Copy exactly, and only, the lines from the line containing "# point at: birch" through the last line of the records below, both included.

_ _ _ _ _

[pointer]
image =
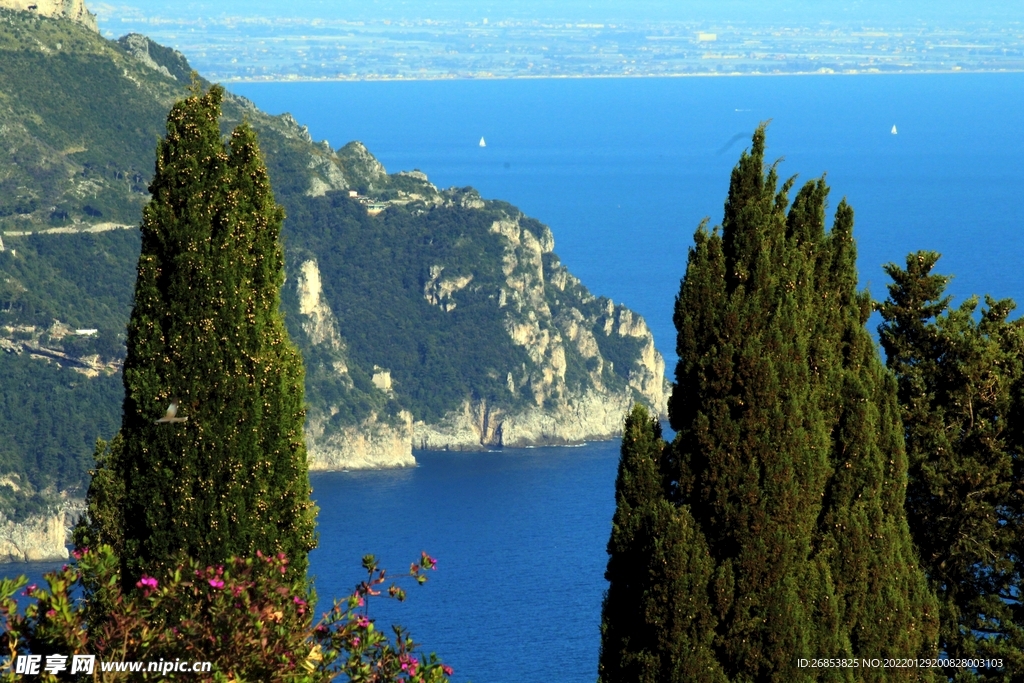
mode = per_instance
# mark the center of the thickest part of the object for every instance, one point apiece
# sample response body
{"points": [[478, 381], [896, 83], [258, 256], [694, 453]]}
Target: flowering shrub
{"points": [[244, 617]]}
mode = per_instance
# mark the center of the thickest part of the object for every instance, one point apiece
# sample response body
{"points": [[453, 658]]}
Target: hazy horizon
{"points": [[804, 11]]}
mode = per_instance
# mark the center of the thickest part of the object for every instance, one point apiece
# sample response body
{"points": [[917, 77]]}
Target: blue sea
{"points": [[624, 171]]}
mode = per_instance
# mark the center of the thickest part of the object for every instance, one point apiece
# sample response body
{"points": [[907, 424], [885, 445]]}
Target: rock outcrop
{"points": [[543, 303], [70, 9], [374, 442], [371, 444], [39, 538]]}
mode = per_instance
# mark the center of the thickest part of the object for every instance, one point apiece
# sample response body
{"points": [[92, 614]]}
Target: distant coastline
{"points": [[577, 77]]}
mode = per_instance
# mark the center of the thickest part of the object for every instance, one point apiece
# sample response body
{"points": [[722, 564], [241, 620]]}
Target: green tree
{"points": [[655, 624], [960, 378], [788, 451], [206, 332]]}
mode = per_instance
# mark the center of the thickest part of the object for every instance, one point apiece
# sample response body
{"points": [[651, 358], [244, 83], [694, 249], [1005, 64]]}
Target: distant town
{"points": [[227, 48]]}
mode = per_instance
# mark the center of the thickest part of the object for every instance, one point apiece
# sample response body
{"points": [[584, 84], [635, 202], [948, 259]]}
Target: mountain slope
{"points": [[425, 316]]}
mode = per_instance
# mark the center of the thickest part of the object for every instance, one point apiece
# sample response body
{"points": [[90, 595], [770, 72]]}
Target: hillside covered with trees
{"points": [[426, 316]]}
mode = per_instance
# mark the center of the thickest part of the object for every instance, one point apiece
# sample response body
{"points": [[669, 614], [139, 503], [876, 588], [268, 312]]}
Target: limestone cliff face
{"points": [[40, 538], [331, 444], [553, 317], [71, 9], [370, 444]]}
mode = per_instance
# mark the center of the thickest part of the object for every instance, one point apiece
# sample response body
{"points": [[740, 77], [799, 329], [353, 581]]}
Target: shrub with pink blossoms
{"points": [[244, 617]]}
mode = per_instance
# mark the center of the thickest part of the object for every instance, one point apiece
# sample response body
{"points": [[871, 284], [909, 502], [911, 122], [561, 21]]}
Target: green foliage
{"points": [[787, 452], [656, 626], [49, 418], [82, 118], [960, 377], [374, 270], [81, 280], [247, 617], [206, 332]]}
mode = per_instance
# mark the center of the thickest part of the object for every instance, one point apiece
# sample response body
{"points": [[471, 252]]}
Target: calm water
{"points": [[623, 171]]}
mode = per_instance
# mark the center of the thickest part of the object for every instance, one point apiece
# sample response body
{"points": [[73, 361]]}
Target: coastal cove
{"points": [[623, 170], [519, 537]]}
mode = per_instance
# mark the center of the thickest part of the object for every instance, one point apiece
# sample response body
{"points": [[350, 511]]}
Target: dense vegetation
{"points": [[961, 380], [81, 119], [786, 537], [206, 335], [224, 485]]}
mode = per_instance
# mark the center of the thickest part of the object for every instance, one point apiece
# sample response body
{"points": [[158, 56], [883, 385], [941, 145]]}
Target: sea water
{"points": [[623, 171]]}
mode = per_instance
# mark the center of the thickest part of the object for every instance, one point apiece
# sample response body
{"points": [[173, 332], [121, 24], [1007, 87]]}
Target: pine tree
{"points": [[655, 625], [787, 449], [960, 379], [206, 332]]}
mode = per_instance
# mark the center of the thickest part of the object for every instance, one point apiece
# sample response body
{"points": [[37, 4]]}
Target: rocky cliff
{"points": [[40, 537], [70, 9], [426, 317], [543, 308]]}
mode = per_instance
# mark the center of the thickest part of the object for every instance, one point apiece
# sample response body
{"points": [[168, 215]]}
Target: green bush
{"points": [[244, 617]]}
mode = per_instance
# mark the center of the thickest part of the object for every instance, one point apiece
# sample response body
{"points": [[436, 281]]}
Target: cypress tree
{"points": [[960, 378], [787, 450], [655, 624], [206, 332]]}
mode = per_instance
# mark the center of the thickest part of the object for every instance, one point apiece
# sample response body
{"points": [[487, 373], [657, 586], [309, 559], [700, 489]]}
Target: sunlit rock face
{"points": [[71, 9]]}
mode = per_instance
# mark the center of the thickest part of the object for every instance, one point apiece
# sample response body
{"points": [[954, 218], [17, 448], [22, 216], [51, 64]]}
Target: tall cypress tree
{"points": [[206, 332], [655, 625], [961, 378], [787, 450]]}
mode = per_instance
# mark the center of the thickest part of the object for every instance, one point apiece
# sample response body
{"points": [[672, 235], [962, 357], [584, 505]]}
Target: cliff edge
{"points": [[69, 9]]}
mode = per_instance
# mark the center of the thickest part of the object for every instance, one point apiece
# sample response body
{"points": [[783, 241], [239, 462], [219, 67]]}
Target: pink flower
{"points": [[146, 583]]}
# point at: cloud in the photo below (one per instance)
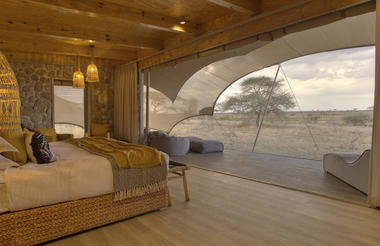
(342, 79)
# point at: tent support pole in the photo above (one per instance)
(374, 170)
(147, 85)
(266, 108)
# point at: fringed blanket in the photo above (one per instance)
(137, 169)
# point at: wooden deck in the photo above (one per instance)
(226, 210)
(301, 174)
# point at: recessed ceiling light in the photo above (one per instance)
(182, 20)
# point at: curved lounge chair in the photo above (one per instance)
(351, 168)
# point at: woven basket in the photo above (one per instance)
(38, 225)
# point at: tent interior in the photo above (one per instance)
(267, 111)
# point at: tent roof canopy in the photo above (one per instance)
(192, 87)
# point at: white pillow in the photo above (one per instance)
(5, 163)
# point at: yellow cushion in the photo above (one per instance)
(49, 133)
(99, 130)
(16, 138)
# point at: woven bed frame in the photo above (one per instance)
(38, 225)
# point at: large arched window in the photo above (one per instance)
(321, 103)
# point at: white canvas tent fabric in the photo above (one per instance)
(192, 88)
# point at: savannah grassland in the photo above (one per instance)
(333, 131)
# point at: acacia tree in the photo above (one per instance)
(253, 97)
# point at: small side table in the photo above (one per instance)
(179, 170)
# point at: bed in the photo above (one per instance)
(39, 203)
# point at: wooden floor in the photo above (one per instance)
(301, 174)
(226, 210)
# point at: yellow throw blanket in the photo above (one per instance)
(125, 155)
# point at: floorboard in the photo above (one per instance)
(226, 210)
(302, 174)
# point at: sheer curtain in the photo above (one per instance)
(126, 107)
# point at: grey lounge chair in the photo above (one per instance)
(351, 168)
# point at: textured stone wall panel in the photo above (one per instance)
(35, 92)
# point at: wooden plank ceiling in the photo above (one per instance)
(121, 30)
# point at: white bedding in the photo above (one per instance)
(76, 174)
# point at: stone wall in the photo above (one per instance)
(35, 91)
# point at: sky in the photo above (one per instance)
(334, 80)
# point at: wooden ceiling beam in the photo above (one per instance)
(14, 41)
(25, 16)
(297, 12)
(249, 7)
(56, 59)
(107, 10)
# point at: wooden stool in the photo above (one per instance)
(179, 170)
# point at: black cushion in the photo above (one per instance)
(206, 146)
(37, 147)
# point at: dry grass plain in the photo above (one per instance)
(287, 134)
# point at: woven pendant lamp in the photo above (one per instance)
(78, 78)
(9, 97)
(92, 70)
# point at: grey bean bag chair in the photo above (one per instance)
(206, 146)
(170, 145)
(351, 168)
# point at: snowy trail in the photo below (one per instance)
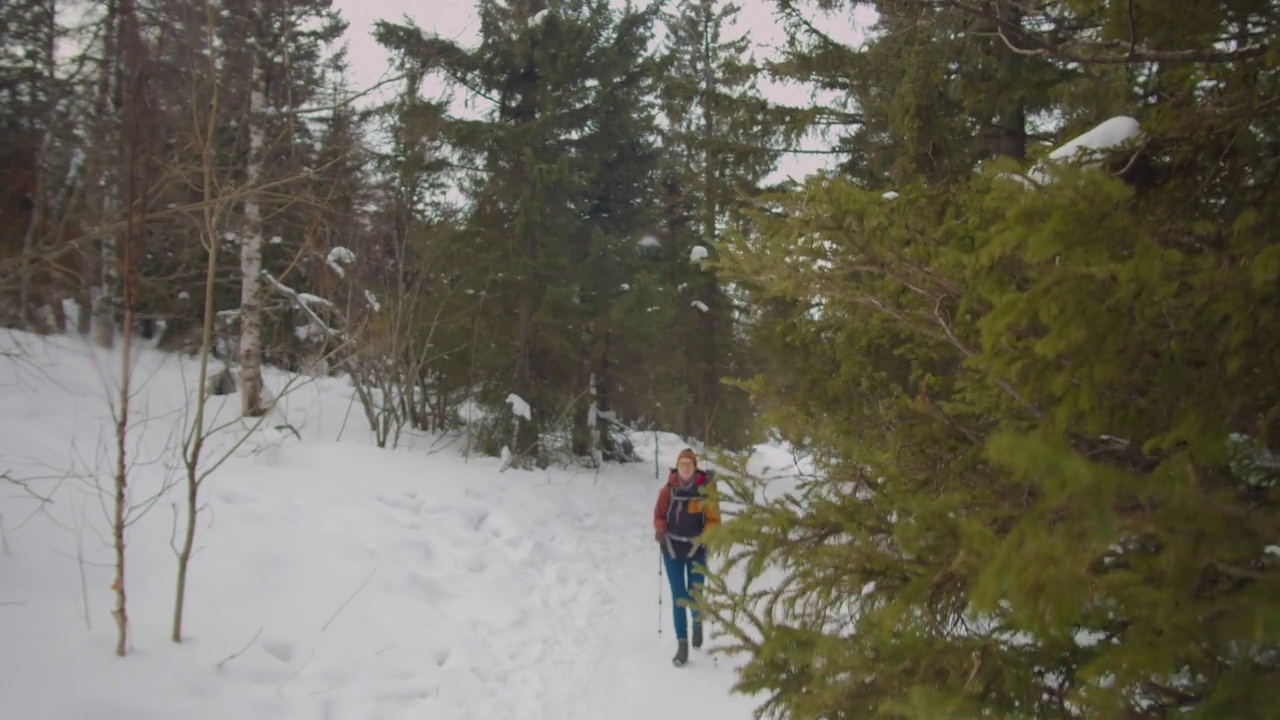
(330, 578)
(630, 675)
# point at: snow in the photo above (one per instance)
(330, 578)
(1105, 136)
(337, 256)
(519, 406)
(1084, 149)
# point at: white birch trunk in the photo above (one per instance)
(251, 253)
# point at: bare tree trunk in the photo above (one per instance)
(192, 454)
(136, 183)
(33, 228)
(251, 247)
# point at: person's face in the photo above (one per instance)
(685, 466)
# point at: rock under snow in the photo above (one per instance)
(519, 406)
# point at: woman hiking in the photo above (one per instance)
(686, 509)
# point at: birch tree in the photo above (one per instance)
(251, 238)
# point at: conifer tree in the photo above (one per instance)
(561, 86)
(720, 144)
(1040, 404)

_ _ _ _ _

- **OUTPUT FOR THIS EXERCISE**:
# point at: birch tree in the photo above (one per instance)
(251, 238)
# point at: conifer tree in the photo above (one per instance)
(561, 86)
(720, 144)
(1040, 404)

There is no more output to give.